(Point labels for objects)
* begin *
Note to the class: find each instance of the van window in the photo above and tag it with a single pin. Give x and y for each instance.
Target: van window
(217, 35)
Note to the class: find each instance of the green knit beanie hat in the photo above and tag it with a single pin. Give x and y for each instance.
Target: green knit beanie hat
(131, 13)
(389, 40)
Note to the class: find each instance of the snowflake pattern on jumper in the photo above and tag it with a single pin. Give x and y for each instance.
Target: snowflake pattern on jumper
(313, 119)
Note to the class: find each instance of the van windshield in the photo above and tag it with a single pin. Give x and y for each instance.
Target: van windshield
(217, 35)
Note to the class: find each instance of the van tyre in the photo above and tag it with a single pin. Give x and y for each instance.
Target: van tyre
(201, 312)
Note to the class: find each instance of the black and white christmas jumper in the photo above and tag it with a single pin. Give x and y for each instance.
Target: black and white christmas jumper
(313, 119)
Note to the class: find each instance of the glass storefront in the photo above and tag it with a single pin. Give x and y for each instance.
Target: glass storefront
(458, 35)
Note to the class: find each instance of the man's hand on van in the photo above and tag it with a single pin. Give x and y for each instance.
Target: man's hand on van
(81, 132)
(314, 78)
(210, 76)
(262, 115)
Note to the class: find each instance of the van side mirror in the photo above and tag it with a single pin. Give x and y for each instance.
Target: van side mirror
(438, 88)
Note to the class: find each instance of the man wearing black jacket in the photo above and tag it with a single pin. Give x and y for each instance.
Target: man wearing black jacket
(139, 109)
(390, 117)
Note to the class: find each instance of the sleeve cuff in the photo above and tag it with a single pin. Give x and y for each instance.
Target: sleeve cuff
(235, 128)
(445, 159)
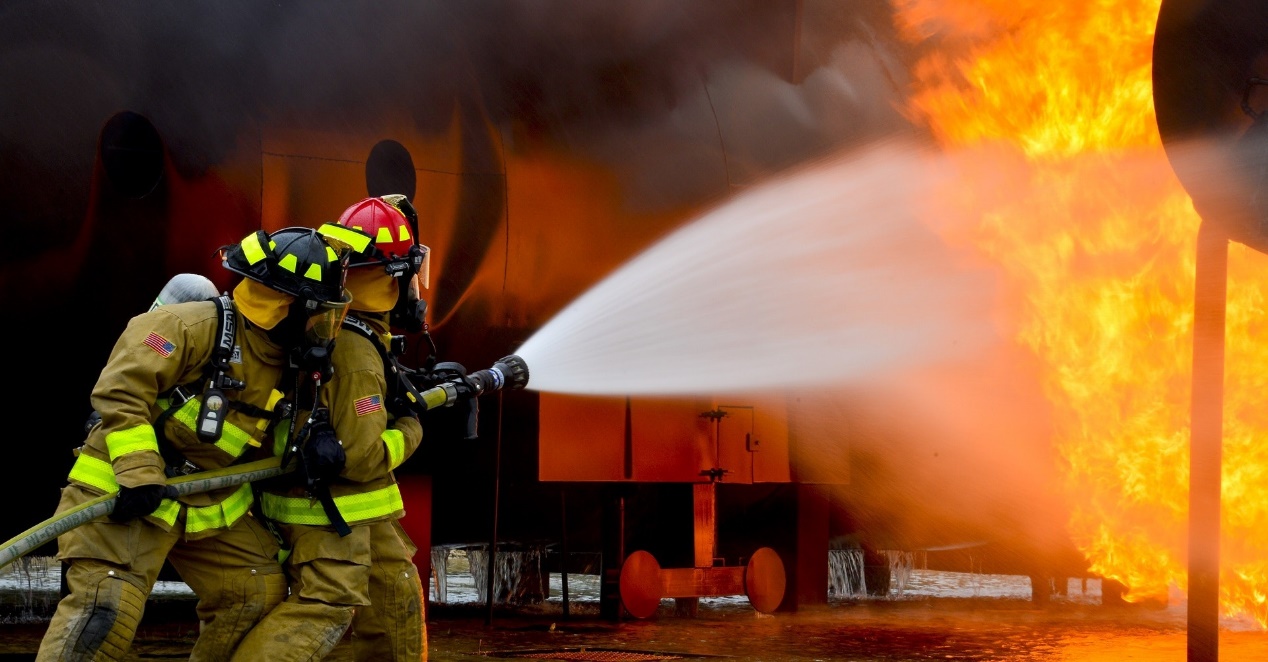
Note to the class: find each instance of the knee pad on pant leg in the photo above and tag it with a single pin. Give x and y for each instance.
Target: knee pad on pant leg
(109, 613)
(407, 627)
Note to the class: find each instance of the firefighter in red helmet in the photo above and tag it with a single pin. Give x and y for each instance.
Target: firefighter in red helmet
(192, 387)
(351, 570)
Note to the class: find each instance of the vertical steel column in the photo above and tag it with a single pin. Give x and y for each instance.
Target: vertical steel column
(1206, 441)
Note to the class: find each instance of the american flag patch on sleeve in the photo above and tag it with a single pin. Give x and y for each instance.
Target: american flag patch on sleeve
(368, 405)
(160, 344)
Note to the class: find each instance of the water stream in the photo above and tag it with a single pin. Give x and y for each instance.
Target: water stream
(826, 275)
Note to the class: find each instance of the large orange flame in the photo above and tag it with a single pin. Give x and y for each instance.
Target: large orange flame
(1098, 241)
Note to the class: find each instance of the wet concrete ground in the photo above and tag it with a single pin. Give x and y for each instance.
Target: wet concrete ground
(938, 616)
(925, 629)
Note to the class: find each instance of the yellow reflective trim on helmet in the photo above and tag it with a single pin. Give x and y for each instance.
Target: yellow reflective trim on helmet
(219, 515)
(94, 472)
(233, 439)
(123, 441)
(288, 263)
(358, 241)
(394, 441)
(354, 507)
(251, 249)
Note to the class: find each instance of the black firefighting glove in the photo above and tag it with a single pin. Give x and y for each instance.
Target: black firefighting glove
(140, 501)
(321, 457)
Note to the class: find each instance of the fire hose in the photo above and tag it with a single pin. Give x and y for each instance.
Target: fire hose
(50, 529)
(509, 372)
* end *
**Task statement:**
Reproduce all of the rows above word for word, leaving out the pictures.

**Solution to this exercise:**
Note to the class: find each instance of the van window in the photo above and tag it with a single pin. Give x and y for each instance.
Target: van window
(217, 35)
Note to the class: find each instance of the green knit beanie hat in the photo above and tag it with a single pin. Give x and y for each instance.
Target: green knit beanie hat
(131, 13)
(389, 40)
Note to the class: find each instance of the snowflake pattern on jumper in the photo above and tag it with a single pin. Give x and y for each instance.
Target: snowflake pattern on jumper
(313, 119)
Note to the class: find each instance of the van windshield in the photo above and tag it with a single pin. Give x and y for each instance.
Target: van windshield
(217, 35)
Note to the class: find each instance of the van tyre in the photo above and tag it with a single pin. Give x and y for each instance.
Target: van tyre
(201, 312)
Note to the class: find each instance of the black and white christmas jumper in the photo above and tag it with a single pin. Give x and y for each instance.
Target: black and white christmas jumper
(313, 119)
Note to the class: find each instance of the glass storefront in the photo above and tag it with a single pin. Give x and y for each instance.
Target: glass storefront
(458, 35)
Note to the class: find each instance of the man's hand on van in the photo above and tag it with a single pin. Give x and y for each instance.
Target: man's hand on van
(81, 132)
(314, 78)
(210, 76)
(262, 115)
Note to the class: find each instance of the van side mirror in the photo above and tag it with a single pin. Give x and y for each instance.
Target: van side mirror
(438, 88)
Note to the class: find each instance of the man wearing black jacket in the photo above and tag it with a single pin. Give x and y for each instance.
Target: man wearing black jacket
(139, 109)
(390, 117)
Note to the class: find each instance of the sleeve cuff in the photo above and tag it with a single pin. Give x and y for each instance.
Target: sleeve cuff
(235, 128)
(445, 159)
Note to the class: find each instance of the knee pad on pant leg in the photo above and tag it with a single pin. Give x and y for each instance.
Target: knee pad on pant leg
(109, 613)
(407, 627)
Note to the class: find each instance of the firefighter in red helmet in the photo above and tag it with a single pin. Give x and y for each instance.
Target: firefighter in red helmet
(192, 387)
(351, 570)
Note to the class: find each instance of the vertical steel column in the photo above and tag it with a single pin. Give x and y for each instance.
Target: vertical steel column
(1206, 441)
Note to the class: find each instance of the american flag patch on sleeve in the photo above and tag it with a single pin. Give x and y for each instance.
Target: american flag patch on sleeve
(368, 405)
(160, 344)
Note to the class: find each instance of the water stream in the photo above and tag it with a single pin. Give x and y for each instance.
Target: water stream
(826, 275)
Note to the class: find each instance of the large orange flame in the photo above and tag it with a single pin. Give x and y for each instance.
Target: large orange flame
(1098, 241)
Note to the class: find each instance of the wet concrete ground in the photo above and tag it with a single pin. Give x and y for each instance.
Target: wet concrete ground
(938, 616)
(925, 629)
Note to the class: find each instance of the yellow reflective trim on helmet in the photo above and tag it with a single pin. Give x and y for each instance.
Target: yellow reflective trim on helmet
(219, 515)
(94, 472)
(233, 439)
(123, 441)
(288, 263)
(358, 241)
(394, 441)
(354, 507)
(251, 249)
Note to the class: find each instance of the black firefighting glove in the photo above and tag it with a single pin. Give x and y for each instance.
Target: black firefighting glove
(140, 501)
(321, 457)
Note to the class: find each instance of the fire hose in the photo above and tag it with a single pin. Give x and y for each instance.
Target: fire hose
(50, 529)
(509, 372)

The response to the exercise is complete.